— START —

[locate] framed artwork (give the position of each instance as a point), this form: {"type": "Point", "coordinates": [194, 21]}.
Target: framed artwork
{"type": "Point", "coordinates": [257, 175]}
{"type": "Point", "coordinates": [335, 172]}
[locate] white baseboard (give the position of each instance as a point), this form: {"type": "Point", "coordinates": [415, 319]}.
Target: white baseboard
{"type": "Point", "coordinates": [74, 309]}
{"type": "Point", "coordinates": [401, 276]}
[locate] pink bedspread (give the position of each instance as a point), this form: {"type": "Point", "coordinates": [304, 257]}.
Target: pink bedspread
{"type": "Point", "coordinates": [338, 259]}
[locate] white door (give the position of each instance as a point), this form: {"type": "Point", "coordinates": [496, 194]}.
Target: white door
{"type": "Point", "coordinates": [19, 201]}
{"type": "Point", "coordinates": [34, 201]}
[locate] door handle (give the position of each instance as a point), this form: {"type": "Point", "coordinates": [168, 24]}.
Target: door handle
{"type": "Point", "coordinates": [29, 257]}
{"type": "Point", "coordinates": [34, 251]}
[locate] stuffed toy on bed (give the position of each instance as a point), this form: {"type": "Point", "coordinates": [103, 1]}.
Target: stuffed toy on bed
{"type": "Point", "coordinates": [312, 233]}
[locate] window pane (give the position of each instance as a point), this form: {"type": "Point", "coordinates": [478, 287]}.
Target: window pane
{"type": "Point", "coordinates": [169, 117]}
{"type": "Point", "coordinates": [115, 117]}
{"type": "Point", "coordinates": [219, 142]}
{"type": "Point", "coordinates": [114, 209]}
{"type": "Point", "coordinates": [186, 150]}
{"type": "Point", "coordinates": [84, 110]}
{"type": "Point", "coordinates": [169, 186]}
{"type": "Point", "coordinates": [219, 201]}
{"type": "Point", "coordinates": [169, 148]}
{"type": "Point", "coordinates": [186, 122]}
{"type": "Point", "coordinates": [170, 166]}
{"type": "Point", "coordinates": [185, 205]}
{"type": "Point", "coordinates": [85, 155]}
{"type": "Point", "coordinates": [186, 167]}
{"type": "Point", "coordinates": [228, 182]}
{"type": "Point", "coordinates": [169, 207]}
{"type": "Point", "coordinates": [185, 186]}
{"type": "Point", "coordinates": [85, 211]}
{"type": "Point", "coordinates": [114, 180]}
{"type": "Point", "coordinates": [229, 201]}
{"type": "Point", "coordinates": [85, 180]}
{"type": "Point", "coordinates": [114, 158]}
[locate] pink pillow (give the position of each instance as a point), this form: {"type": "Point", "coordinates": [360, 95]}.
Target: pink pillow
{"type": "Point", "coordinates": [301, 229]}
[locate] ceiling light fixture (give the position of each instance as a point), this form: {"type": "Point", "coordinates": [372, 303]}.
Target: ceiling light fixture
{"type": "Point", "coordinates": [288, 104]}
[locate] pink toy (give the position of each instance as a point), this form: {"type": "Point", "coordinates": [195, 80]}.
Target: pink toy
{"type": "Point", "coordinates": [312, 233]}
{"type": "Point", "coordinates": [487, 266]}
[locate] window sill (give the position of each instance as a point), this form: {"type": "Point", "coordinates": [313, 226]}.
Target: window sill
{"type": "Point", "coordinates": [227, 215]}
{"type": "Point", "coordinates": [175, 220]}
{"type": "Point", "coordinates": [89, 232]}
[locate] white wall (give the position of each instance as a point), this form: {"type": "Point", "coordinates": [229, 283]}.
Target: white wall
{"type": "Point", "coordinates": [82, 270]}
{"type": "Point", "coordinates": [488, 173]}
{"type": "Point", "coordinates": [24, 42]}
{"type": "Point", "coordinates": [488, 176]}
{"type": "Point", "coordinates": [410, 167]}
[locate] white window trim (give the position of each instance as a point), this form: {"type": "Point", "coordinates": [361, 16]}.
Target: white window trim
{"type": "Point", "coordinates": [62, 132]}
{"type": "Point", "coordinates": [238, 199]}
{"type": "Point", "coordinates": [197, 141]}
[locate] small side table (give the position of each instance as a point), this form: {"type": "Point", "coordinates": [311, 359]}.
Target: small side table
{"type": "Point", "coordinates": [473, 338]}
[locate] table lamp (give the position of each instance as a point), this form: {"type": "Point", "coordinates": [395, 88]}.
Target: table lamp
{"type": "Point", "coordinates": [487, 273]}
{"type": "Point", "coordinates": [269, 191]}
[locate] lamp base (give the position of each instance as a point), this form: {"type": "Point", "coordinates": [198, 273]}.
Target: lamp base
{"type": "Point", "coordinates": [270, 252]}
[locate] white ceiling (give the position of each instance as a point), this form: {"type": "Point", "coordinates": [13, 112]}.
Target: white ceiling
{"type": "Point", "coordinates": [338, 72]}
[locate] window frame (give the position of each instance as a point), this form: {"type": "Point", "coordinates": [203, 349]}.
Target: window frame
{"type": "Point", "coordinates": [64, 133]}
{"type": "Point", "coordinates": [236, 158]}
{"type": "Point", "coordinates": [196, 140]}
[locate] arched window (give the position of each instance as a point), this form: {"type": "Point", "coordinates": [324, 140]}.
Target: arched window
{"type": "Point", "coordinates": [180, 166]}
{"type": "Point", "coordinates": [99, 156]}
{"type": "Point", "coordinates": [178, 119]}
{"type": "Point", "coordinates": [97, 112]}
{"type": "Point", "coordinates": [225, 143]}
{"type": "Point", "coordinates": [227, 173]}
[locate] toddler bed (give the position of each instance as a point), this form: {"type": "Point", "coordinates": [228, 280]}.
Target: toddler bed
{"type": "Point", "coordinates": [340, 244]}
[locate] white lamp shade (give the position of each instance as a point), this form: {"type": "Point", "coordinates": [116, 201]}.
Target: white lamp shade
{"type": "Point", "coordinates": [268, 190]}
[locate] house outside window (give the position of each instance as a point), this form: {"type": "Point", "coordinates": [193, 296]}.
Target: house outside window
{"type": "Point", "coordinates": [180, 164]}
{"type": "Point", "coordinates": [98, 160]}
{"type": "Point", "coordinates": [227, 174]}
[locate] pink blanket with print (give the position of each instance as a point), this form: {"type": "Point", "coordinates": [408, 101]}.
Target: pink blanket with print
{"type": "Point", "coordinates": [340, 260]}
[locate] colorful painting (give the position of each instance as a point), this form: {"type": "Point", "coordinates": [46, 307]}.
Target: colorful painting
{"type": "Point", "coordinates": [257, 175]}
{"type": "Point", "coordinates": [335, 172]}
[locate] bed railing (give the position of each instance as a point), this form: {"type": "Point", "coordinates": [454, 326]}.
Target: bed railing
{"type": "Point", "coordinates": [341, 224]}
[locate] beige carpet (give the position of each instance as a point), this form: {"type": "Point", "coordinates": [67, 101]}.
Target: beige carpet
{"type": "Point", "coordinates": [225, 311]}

— END —

— Task to carry out —
Can you transcribe every line of the entries from the one containing "[locate] pink blanket" through the end of the entries, without changing anything?

— Complete answer —
[locate] pink blanket with print (give the position of each instance as a point), this form: {"type": "Point", "coordinates": [408, 101]}.
Target: pink blanket with print
{"type": "Point", "coordinates": [340, 260]}
[locate] colorful painting (give the position of each instance as a point), this form: {"type": "Point", "coordinates": [46, 307]}.
Target: colorful painting
{"type": "Point", "coordinates": [257, 175]}
{"type": "Point", "coordinates": [335, 172]}
[locate] bed railing (give the position of each instance as a point), this form: {"type": "Point", "coordinates": [454, 326]}.
Target: bed railing
{"type": "Point", "coordinates": [341, 224]}
[locate] beige carpet (give the position of each instance as a point), this form: {"type": "Point", "coordinates": [67, 101]}.
Target: beige carpet
{"type": "Point", "coordinates": [225, 311]}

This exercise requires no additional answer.